→ **PROBLEM**: Transcribe all the records with complete accuracy.

→ **DATA ENTRIES**:
•••
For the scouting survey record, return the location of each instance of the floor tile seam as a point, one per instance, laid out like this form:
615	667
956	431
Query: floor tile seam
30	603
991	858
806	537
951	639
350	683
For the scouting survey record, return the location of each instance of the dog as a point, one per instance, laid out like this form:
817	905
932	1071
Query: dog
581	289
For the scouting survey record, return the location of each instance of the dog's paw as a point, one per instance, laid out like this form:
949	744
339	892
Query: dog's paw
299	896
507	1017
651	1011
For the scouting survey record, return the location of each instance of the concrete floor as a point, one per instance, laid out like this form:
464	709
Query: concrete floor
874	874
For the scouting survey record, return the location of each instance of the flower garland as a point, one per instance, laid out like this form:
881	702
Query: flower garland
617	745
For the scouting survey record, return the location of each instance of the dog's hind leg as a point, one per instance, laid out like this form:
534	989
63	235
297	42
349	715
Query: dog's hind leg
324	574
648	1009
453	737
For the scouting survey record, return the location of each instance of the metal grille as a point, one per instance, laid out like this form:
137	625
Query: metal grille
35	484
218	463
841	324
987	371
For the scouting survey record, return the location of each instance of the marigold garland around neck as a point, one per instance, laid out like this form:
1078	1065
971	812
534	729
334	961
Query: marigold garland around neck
•••
→ **PROBLEM SOLUTION**:
For the scouting survey record, return the location of each instance of the floor tile seam as a point, one per instance, laid out like this form:
615	667
956	431
Query: floor tile seam
30	603
991	858
806	537
951	639
350	683
For the scouting survey record, return the location of each instance of the dog as a point, one per instance, laid out like this form:
817	905
932	1071
Query: dog
581	289
For the scouting survey record, return the location of each instance of the dog's paw as a point, one per instance, laid out like this form:
949	744
339	892
Query: dog's paw
299	896
507	1017
651	1011
For the scouting survey record, return the location of each instance of the concrete floor as a point, one per instance, laid out like this form:
464	709
Query: concrete floor
874	874
For the scouting survey record, return the location of each instance of the flower garland as a point, one per instance, laid out like this form:
881	702
Query: flower garland
617	745
For the scouting survey record, return the location of each instance of the dog's hind leg as a point, one per instance, laid out like this form:
534	989
63	235
297	42
349	715
Query: dog's hind leg
324	574
648	1009
453	737
For the scouting survey record, return the location of each instance of the metal grille as a point, one per instance, laid out like this form:
137	625
Query: metal grille
35	484
218	463
841	324
987	371
For the scouting survey record, return the location of each instance of the marigold garland around neck as a point, one per instance, laid out like this form:
1078	1065
971	812
534	729
334	961
Query: marigold garland around neck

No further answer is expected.